══ Provided entries

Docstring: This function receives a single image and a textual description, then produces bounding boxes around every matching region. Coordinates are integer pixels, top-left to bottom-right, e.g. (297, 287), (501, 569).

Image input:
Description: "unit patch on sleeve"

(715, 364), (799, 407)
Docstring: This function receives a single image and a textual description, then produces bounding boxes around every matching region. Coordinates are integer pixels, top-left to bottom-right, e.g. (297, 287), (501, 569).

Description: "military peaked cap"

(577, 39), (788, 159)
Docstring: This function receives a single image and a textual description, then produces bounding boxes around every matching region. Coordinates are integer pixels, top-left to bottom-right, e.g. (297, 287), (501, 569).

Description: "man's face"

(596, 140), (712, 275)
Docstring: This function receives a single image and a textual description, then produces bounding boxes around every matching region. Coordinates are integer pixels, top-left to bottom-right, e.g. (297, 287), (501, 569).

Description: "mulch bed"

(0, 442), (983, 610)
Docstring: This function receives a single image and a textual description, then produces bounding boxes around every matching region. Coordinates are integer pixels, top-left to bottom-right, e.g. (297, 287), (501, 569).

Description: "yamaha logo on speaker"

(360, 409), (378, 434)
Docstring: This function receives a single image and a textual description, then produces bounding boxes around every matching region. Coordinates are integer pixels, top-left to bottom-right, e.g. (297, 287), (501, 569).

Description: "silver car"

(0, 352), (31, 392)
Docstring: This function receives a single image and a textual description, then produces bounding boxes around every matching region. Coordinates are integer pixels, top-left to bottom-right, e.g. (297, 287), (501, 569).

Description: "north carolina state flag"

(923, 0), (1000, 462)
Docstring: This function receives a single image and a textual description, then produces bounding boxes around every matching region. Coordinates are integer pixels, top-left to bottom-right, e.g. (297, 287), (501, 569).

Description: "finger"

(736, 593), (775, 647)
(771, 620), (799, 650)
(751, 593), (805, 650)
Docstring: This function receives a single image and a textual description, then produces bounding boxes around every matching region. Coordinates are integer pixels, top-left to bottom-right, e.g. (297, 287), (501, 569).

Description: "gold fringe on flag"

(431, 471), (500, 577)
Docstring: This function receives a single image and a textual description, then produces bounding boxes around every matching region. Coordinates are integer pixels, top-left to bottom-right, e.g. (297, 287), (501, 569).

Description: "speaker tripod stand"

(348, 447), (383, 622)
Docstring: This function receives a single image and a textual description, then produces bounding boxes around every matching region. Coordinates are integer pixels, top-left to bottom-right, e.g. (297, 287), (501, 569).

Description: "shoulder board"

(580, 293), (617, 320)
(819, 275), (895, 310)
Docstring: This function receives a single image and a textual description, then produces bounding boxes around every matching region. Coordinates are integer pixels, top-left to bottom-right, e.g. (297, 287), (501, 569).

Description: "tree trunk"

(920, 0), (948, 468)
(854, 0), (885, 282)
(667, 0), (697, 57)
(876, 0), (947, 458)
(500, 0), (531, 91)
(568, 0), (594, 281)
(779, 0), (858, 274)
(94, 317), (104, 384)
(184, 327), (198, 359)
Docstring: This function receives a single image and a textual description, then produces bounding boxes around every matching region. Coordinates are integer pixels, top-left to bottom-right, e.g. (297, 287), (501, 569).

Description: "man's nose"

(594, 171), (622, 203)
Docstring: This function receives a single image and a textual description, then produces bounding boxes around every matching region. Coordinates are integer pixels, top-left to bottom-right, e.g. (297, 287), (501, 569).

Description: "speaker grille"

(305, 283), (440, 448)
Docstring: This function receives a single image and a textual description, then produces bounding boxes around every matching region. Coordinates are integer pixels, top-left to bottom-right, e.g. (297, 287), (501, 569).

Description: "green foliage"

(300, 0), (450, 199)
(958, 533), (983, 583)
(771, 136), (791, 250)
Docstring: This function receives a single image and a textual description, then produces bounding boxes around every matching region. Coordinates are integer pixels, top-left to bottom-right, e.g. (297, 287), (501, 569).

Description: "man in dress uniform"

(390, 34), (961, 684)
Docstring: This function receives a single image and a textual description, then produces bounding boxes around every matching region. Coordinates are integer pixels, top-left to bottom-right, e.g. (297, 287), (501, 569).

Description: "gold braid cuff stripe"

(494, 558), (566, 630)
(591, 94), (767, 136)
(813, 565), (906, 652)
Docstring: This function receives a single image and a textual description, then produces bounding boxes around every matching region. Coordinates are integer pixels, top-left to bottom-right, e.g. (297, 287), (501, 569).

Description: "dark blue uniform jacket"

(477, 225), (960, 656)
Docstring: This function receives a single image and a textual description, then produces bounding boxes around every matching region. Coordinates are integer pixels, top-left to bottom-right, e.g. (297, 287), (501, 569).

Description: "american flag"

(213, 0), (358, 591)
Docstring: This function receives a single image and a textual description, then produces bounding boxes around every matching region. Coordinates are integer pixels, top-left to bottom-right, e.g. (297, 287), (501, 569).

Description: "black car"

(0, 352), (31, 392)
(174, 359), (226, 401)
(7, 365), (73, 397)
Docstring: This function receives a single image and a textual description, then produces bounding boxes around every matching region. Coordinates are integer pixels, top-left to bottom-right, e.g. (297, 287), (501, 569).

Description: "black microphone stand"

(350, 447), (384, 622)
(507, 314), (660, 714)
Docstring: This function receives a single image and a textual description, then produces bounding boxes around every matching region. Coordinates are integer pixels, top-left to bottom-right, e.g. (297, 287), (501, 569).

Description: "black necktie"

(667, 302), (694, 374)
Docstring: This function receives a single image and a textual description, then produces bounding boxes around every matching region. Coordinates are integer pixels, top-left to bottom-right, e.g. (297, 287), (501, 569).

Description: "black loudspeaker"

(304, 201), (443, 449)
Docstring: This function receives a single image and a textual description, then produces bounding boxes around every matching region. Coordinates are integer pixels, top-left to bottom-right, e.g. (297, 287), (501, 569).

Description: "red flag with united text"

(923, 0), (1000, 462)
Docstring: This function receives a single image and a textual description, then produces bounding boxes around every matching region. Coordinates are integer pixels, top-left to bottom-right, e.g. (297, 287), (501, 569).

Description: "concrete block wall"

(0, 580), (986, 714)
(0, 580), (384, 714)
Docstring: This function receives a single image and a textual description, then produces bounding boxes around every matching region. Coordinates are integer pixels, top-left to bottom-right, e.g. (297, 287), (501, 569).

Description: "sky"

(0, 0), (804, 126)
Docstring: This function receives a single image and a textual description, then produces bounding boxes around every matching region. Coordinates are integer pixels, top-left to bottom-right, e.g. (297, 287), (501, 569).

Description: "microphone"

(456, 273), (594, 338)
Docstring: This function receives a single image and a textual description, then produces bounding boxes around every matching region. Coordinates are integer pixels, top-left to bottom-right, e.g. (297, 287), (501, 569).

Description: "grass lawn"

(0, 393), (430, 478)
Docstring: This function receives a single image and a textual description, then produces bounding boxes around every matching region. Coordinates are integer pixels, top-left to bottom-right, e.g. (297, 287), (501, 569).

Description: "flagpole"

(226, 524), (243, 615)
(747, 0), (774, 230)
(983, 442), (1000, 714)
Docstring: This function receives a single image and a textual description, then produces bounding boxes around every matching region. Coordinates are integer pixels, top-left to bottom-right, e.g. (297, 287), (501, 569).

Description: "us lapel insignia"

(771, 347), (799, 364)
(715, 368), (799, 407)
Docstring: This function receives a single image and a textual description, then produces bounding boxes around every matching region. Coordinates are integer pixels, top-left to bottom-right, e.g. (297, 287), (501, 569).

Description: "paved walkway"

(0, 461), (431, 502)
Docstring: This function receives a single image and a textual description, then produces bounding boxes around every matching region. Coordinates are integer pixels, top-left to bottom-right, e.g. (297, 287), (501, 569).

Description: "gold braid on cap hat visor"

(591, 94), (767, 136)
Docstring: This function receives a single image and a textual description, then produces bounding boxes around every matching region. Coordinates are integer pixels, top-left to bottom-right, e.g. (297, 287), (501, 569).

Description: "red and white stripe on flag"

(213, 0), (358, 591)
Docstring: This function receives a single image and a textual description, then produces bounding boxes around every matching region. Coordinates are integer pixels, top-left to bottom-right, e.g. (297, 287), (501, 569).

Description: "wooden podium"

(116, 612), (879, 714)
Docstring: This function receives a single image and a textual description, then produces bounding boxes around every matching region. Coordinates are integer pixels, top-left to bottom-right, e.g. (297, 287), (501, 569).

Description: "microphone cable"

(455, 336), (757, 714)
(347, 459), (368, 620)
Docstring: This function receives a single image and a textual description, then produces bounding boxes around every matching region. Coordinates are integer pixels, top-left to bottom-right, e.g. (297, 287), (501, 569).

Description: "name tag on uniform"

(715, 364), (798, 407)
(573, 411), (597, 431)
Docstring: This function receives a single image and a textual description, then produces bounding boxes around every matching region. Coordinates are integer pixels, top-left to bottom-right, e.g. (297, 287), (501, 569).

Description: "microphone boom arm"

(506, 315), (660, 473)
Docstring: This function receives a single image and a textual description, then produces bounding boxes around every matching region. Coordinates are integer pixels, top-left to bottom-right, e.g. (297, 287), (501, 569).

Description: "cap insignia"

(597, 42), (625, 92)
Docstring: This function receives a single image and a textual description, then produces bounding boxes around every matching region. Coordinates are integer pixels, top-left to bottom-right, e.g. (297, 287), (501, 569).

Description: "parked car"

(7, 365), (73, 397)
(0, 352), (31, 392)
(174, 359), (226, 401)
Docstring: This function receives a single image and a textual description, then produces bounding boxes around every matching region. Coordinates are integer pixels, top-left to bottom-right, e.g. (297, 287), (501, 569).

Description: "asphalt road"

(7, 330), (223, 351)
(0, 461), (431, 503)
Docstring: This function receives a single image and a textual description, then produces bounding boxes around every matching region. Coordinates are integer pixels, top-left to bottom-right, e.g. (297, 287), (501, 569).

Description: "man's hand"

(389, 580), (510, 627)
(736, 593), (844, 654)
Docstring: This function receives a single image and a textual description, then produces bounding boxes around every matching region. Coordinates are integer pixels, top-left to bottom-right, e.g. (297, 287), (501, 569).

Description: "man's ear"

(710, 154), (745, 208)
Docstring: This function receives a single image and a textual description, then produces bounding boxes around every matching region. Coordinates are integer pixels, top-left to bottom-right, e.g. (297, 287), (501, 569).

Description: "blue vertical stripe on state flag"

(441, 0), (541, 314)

════
══ Provided entries

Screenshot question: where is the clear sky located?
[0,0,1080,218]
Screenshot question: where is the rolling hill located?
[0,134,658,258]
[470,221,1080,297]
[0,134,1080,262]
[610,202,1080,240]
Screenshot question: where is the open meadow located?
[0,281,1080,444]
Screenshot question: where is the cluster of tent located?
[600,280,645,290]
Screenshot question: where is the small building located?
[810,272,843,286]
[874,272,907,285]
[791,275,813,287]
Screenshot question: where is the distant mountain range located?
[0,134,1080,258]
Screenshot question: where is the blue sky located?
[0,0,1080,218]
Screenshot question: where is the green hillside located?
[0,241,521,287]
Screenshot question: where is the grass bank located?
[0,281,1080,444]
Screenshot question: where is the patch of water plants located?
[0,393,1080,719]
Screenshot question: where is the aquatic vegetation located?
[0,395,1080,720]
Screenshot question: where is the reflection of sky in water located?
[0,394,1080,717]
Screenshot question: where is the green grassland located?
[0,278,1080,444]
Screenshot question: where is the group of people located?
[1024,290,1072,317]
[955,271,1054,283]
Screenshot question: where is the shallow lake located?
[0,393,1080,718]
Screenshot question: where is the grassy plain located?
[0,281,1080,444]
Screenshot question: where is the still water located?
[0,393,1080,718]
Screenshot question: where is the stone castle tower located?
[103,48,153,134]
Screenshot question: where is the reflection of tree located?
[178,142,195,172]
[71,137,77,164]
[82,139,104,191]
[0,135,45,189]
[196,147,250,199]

════

**What is required:** Which lines in the rows above contain the word "gold"? Copy each such line in full, matching case exactly.

**The result:**
Description: "gold fringe on flag"
Description: "gold braid cuff stripe"
Description: "gold braid on cap hat visor"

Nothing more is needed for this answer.